[Named object pointing items]

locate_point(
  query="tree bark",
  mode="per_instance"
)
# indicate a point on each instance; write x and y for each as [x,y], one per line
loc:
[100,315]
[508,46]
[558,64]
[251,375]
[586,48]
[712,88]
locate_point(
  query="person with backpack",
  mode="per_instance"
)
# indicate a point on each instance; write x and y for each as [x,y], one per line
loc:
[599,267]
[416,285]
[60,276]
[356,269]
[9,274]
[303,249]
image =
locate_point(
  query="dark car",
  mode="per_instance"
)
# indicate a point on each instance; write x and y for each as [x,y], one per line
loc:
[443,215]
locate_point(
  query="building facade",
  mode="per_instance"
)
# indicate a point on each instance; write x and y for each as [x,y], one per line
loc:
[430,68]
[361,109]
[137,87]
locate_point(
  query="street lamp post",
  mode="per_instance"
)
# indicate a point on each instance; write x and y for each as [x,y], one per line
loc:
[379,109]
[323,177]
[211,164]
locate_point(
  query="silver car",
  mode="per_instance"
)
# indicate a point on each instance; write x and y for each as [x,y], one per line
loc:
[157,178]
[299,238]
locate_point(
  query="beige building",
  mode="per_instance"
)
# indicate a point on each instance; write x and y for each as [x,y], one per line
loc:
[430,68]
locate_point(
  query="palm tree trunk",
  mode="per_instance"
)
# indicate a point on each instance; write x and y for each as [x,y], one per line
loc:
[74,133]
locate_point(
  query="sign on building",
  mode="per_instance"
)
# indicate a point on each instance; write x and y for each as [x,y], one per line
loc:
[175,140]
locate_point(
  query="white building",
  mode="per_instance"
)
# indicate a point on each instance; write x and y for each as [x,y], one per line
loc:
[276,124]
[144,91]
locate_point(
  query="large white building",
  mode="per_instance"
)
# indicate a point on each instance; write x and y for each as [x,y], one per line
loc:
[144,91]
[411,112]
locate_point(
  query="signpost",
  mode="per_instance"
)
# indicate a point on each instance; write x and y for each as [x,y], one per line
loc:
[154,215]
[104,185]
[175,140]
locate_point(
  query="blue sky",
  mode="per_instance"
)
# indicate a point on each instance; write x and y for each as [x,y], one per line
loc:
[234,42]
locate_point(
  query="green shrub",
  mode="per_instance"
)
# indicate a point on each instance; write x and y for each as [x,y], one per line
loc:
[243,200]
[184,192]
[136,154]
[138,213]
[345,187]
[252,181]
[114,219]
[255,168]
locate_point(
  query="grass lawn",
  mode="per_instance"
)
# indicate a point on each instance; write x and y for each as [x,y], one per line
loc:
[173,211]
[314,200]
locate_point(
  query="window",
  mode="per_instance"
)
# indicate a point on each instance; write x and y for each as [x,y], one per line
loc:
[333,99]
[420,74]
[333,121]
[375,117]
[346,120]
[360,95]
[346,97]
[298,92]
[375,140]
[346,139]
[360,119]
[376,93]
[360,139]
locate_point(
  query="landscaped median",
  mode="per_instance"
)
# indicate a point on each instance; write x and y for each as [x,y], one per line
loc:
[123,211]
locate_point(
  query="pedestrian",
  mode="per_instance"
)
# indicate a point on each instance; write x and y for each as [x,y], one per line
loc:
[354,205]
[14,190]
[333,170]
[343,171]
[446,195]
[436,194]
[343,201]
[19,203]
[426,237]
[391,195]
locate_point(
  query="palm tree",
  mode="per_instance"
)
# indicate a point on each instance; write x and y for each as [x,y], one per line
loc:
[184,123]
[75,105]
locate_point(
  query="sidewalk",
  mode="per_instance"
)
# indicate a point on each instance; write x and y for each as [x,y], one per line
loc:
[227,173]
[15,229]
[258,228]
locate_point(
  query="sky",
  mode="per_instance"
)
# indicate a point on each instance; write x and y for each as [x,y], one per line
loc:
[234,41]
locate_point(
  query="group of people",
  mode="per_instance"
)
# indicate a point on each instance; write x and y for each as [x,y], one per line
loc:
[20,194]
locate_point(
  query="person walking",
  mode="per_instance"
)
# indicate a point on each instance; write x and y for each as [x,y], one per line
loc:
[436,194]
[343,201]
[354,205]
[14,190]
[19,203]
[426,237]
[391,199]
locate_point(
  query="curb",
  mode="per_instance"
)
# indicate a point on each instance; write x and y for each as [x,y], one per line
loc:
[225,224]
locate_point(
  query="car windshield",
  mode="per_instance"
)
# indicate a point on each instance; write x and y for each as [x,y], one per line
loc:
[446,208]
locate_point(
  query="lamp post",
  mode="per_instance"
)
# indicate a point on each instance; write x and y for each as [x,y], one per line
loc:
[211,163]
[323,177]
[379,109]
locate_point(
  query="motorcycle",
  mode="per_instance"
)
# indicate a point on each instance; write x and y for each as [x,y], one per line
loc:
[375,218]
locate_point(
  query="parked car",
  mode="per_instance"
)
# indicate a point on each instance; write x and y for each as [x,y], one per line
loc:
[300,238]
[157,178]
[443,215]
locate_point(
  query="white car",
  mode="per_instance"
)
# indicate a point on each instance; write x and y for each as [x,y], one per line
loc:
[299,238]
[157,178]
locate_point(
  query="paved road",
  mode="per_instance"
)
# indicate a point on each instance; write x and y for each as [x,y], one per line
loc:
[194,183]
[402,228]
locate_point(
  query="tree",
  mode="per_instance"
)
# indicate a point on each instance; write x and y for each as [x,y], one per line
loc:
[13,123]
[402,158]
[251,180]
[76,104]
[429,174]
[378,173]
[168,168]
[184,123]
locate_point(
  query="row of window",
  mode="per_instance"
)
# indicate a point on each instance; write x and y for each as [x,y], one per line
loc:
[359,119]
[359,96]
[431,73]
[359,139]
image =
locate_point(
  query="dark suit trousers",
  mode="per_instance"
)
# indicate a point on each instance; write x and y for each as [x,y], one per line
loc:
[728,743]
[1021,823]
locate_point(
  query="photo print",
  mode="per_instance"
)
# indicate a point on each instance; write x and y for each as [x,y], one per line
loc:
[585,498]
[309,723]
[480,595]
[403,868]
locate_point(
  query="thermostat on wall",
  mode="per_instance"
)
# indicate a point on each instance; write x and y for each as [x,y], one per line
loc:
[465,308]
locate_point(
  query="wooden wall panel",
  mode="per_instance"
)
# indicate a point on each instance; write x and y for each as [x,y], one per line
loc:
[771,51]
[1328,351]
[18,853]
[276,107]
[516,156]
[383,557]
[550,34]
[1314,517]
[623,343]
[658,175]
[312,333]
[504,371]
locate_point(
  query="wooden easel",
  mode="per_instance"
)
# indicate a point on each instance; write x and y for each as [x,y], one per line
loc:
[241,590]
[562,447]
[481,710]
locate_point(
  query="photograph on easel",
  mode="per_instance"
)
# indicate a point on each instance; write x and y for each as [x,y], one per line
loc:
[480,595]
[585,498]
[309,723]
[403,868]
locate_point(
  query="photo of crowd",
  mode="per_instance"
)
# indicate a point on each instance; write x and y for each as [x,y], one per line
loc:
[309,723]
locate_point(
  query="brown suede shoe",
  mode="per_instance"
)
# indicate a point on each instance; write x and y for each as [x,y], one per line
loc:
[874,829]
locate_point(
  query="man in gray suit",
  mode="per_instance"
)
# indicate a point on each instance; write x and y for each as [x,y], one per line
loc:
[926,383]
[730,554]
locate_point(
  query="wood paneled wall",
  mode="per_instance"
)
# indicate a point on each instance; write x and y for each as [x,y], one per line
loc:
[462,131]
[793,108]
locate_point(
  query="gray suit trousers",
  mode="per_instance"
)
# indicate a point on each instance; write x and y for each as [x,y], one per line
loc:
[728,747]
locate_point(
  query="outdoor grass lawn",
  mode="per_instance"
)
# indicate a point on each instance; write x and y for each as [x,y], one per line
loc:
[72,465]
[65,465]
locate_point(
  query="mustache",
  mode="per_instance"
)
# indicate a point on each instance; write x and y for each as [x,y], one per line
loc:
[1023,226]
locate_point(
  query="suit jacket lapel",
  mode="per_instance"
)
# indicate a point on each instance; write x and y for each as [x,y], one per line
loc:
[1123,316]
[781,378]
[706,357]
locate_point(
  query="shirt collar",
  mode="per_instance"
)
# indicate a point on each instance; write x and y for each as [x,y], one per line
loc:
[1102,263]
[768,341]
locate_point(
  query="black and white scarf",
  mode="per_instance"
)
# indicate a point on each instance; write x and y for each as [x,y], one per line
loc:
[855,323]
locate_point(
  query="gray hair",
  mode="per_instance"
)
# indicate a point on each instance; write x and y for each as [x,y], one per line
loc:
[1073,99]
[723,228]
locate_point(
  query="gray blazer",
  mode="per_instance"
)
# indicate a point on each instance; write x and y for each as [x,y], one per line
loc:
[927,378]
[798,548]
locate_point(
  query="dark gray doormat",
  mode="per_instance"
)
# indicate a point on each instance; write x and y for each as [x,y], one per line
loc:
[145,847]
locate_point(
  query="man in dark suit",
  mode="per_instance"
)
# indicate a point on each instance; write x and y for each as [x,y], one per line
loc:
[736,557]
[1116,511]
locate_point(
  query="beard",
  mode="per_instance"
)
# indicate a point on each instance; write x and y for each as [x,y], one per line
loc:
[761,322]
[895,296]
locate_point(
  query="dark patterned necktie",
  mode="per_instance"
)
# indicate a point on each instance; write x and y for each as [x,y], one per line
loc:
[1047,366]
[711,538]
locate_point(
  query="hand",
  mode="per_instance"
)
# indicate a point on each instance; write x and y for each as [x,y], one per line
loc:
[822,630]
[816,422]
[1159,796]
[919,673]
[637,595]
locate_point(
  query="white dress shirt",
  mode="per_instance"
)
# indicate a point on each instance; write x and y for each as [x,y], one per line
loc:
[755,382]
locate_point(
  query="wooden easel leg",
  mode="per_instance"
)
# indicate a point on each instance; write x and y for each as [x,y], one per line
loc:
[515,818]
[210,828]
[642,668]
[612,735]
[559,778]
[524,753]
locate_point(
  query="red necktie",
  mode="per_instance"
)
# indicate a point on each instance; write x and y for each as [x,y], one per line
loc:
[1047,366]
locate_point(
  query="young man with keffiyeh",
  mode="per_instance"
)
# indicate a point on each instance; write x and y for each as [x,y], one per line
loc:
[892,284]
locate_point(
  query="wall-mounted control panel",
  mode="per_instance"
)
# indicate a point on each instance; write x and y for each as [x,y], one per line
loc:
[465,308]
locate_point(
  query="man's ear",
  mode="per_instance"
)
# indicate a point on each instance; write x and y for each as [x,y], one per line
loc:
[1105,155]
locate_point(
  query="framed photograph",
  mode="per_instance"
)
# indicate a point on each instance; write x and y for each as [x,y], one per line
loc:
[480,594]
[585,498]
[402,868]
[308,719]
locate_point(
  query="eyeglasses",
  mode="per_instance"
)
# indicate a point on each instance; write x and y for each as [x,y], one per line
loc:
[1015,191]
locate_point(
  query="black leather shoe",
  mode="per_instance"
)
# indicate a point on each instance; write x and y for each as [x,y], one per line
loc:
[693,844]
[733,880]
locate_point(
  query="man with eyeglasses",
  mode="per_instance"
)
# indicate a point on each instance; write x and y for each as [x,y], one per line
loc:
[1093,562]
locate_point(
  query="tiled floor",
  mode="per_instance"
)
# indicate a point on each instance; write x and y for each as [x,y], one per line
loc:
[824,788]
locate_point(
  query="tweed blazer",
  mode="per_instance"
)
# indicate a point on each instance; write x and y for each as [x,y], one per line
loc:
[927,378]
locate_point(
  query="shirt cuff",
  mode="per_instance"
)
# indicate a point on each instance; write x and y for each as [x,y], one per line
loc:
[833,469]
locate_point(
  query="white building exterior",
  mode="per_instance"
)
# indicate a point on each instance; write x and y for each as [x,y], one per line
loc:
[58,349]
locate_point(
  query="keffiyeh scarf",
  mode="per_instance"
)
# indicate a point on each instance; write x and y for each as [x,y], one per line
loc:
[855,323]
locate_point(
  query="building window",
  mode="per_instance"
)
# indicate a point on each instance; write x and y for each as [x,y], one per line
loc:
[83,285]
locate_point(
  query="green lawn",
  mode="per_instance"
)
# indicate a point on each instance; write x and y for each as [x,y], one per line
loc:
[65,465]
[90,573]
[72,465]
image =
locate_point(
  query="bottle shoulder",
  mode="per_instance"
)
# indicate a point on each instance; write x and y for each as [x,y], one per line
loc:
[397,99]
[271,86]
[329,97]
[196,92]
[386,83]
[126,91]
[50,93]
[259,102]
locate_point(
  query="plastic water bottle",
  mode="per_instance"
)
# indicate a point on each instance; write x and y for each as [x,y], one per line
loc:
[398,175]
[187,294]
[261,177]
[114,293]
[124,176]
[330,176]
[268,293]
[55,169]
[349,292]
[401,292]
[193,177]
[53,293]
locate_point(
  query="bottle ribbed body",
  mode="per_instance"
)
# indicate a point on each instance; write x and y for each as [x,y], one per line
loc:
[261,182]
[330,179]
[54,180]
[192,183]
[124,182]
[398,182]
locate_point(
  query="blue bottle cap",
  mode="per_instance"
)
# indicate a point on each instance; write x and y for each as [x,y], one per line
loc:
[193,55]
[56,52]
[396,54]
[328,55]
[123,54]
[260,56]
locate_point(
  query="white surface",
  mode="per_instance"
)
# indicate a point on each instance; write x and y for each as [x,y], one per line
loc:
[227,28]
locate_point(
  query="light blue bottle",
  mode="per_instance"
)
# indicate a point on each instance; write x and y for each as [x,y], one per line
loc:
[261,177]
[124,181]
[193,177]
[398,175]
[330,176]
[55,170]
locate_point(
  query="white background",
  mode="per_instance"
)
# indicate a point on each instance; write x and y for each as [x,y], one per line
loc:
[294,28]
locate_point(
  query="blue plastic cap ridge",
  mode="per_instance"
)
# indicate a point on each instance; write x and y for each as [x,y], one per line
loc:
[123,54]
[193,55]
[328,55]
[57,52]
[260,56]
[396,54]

(Work to complete)
Pull out every line in the items above that contains the word "building". Case matters when matching.

(Exercise output)
  query="building facade",
  query="beige building",
  query="sign on building",
  query="white building",
  query="large white building",
  query="white building exterior",
  query="building window",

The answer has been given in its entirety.